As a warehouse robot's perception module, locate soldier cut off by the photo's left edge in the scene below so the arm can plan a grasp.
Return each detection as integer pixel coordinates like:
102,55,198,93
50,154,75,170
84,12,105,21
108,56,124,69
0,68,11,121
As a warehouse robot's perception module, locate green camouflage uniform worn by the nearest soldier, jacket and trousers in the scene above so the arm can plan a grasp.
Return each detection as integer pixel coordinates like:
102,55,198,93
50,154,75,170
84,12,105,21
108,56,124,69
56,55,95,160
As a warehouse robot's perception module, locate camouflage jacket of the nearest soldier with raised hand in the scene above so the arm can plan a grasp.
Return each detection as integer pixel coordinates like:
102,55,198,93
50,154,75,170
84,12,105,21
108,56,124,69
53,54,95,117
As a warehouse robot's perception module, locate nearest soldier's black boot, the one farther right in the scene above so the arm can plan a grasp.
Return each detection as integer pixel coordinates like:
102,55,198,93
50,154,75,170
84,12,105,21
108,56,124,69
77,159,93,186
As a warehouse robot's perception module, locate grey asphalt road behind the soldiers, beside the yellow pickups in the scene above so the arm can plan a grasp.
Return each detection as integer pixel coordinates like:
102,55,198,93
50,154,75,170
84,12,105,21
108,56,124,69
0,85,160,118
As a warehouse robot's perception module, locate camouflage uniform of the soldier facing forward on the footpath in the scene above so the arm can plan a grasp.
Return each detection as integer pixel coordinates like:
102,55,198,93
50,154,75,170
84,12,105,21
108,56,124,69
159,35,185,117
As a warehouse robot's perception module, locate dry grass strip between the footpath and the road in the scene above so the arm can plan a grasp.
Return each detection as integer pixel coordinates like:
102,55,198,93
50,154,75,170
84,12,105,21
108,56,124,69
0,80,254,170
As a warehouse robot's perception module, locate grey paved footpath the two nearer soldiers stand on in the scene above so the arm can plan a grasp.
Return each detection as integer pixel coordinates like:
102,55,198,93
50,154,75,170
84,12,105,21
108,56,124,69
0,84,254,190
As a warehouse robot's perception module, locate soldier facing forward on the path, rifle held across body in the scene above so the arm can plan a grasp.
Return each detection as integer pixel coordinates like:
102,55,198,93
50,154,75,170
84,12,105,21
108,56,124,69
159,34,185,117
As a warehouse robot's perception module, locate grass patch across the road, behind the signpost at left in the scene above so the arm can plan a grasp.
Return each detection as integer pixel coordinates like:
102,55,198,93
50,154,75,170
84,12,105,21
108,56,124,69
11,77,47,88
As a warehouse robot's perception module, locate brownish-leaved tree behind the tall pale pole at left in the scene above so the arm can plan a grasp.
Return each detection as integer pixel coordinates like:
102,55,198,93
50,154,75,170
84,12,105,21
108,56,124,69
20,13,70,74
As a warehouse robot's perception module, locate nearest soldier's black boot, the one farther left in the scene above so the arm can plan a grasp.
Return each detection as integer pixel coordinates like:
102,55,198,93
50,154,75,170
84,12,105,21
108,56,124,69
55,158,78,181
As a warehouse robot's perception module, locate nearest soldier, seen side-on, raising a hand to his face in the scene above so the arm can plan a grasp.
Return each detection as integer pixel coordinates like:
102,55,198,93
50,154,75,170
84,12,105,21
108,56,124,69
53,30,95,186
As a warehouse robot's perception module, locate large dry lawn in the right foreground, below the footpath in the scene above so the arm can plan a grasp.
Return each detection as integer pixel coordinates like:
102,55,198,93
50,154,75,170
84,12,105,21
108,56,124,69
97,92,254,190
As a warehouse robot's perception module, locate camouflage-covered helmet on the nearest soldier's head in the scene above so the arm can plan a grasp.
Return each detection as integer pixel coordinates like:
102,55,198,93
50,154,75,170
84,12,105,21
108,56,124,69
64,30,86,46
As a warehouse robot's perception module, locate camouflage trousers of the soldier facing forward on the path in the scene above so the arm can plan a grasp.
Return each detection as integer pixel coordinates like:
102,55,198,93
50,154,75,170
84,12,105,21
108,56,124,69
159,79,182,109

----

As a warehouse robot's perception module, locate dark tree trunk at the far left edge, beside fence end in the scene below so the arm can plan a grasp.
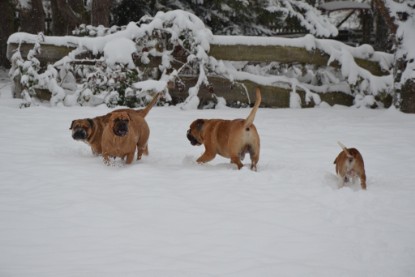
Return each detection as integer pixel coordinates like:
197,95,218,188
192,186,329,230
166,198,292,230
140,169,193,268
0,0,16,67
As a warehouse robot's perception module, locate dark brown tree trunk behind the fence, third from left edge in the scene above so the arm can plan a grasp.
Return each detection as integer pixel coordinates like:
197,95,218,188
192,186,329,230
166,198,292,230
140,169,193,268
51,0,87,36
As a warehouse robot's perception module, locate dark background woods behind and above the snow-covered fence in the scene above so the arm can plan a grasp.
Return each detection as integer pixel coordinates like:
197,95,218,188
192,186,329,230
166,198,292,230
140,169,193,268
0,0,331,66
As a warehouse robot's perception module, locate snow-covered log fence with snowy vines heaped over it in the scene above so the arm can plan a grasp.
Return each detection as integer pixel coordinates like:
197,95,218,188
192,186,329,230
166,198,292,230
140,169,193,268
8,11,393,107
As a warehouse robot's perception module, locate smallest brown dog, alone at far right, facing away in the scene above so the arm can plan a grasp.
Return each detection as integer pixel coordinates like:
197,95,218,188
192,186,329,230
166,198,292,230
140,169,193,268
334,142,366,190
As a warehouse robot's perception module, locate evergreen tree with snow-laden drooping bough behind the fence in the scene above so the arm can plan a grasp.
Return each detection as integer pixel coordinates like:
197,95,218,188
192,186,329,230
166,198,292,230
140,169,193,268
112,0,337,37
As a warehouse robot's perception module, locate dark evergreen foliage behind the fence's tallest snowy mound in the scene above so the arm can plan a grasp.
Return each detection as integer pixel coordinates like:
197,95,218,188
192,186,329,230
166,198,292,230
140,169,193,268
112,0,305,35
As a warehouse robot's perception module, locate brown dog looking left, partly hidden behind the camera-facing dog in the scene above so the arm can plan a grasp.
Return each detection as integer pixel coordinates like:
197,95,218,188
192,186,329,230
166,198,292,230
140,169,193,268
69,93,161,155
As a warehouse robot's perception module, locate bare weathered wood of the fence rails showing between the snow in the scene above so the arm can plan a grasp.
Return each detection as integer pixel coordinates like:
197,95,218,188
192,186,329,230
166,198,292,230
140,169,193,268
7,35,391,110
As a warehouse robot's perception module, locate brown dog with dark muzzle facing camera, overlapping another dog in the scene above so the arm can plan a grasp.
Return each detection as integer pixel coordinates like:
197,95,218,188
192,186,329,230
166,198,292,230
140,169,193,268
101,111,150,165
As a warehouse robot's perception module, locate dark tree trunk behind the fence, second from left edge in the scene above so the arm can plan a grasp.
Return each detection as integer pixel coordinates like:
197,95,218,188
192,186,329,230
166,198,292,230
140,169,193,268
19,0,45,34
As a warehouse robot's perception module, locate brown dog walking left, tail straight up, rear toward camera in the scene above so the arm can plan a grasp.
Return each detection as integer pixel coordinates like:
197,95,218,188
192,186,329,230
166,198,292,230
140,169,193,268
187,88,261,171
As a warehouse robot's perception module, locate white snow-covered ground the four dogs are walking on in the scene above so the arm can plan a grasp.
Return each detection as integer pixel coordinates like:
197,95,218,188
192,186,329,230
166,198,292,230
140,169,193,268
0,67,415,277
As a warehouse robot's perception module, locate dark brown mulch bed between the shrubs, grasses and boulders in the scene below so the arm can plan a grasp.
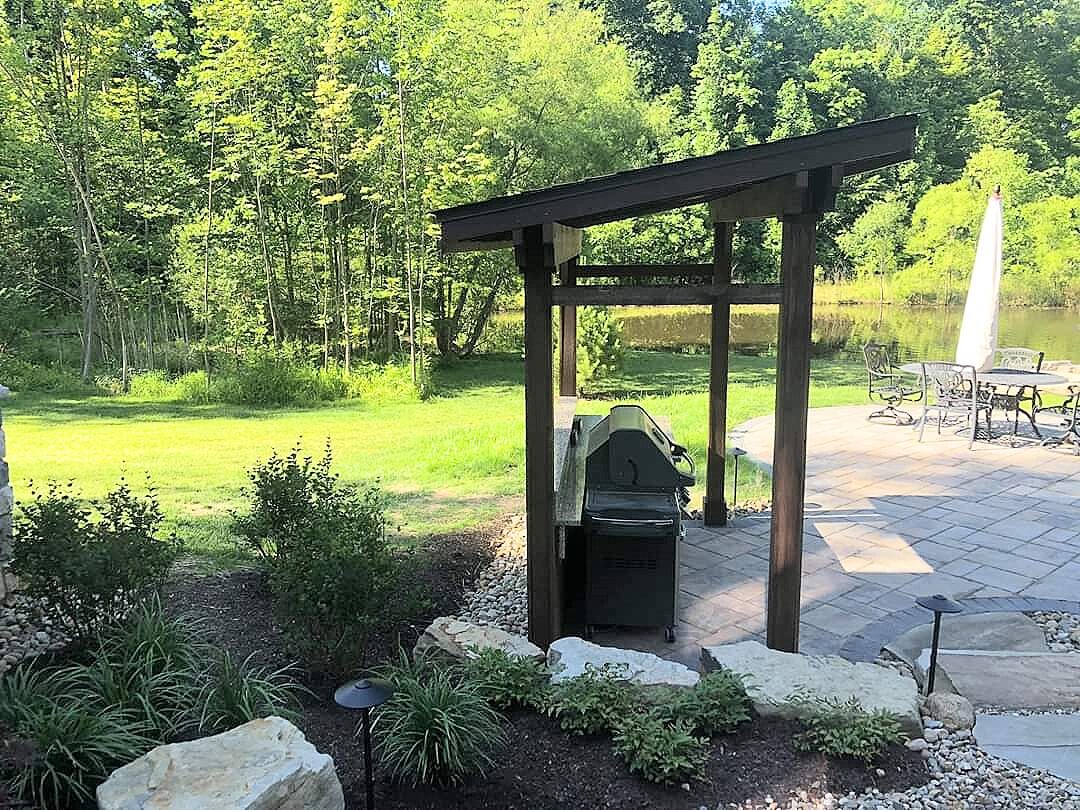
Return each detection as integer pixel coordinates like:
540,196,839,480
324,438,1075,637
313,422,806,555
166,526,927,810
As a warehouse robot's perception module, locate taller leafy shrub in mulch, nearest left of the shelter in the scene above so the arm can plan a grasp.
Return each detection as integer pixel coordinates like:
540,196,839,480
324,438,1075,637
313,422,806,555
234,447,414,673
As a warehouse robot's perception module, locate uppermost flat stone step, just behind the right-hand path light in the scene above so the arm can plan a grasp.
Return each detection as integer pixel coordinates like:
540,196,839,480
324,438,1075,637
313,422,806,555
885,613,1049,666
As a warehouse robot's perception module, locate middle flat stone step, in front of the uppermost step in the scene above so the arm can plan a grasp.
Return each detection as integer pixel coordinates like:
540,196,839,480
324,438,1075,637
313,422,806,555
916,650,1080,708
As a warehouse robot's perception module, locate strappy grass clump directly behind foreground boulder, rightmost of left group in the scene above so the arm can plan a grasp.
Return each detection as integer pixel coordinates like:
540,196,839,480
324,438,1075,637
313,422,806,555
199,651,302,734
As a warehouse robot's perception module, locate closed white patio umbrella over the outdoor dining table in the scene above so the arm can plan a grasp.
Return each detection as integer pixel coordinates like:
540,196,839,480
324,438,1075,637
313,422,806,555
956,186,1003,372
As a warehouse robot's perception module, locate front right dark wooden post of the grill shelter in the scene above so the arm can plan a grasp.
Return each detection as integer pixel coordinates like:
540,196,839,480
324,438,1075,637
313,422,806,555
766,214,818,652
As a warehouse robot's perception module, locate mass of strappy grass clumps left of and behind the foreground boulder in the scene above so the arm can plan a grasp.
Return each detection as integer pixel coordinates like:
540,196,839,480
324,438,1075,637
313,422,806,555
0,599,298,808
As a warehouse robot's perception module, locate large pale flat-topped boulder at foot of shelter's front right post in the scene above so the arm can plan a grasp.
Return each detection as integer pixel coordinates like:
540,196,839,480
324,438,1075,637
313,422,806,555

----

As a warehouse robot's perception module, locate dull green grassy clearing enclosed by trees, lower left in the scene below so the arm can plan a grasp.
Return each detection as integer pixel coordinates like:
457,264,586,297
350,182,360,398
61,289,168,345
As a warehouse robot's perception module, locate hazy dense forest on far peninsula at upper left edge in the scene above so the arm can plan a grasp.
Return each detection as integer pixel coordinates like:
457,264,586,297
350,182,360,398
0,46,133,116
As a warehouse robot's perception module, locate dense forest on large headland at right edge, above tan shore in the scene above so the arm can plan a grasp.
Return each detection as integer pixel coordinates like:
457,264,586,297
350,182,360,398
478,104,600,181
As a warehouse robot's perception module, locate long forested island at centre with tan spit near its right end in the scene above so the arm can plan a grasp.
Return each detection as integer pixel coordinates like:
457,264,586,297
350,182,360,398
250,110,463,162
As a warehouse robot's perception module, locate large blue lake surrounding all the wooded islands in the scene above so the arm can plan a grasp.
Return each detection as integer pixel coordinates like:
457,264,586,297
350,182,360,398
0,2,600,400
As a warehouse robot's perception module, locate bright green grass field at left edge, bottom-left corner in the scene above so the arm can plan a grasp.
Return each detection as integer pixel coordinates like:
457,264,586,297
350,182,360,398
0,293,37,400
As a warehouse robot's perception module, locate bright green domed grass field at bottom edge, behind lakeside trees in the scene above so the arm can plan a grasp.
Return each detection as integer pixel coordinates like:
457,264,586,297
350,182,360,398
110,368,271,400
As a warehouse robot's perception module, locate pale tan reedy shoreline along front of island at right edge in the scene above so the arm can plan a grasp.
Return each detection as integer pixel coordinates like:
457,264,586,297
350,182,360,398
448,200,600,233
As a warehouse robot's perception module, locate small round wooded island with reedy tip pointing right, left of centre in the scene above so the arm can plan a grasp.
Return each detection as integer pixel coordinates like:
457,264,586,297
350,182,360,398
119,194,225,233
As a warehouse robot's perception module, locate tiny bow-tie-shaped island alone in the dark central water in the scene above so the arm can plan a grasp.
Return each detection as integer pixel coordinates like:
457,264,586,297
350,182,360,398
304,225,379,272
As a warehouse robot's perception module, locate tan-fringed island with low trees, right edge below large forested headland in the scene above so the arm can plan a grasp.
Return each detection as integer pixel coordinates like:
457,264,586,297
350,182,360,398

----

→ **WHAT YOU WILL DO**
To answer, copy each line from the material above that has the word "uniform".

→ **REPLY TO THE TASK**
As a warehouse robot's perception module, locate green camouflage uniform worn by the nearest soldier, jacket and trousers in the scene above so the arm can plan a grasp.
As a warehouse robot's perception module, locate camouflage uniform of the soldier facing forward on the footpath in the scene above so the arm can plan a grasp.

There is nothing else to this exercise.